**Problems and tasks:**
(a) Reproduce the passage of the travel account starting with "Yes, that deceptive" and going on through "for more treats.", substituting "brunch" for "breakfast".
(b) According to the travel account, how many hours was the whole Mt. Somers route marked at?

**Text:**
┌──
Yes, that deceptive centimeter or so on your screen between Christchurch and "A" is about a 2 hour drive! |
Anyways, there is a fantastic farmer's market in Lyttelton that has great produce and meat, as well as tons of yummy baked goods. Scott was lamenting the fact that we even had breakfast before we went, and decided he was downright pissed that he didn't have the stomach space for more treats.
Upon first arriving, we were called to a booth by a couple selling their homebrew. Is 10am too early to sample beers? We decided no, and had a few swigs. Its the little things like this that make me enjoy being an adult. So our first purchase at farmer's market? 2 beers to enjoy after our hike later on. Important adult decisions. Then we loaded up on food and hit the road.
We decided to hike Mt. Somers with basically no research put in whatsoever. The night before leaving town, a buddy told us that it was neat. That was it. So upon arriving (and finding out there were 2 very different places to park and start hiking) we took a peek at the map and just kind of went for it. There were two routes to choose from which started at opposite ends of the carpark. They connected at a hut out on the mountain, but the whole route was marked at 6.5 hours, so we decided not to commit to the loop as it was already 1pm. So which way to go out and back? Since we didn't have a coin to flip, we chose the hard way up.
└──
**Supplied information:**
┌──
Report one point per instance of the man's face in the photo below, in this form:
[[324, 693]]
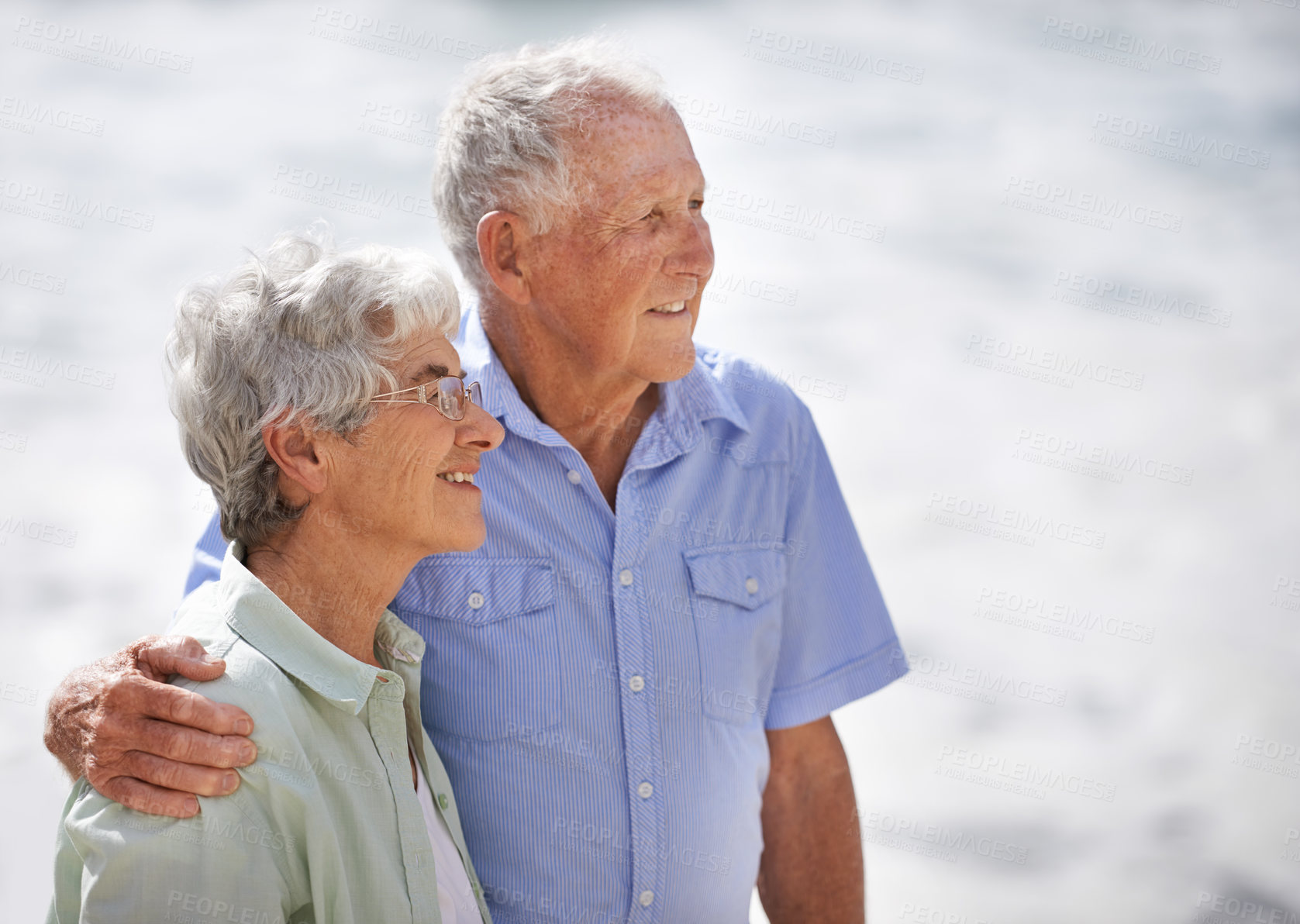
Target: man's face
[[619, 284]]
└──
**Answers to each task:**
(a)
Yes, that deceptive centimeter or so on your screen between Christchurch and "A" is about a 2 hour drive! |
Anyways, there is a fantastic farmer's market in Lyttelton that has great produce and meat, as well as tons of yummy baked goods. Scott was lamenting the fact that we even had brunch before we went, and decided he was downright pissed that he didn't have the stomach space for more treats.

(b) The whole route was marked at 6.5 hours.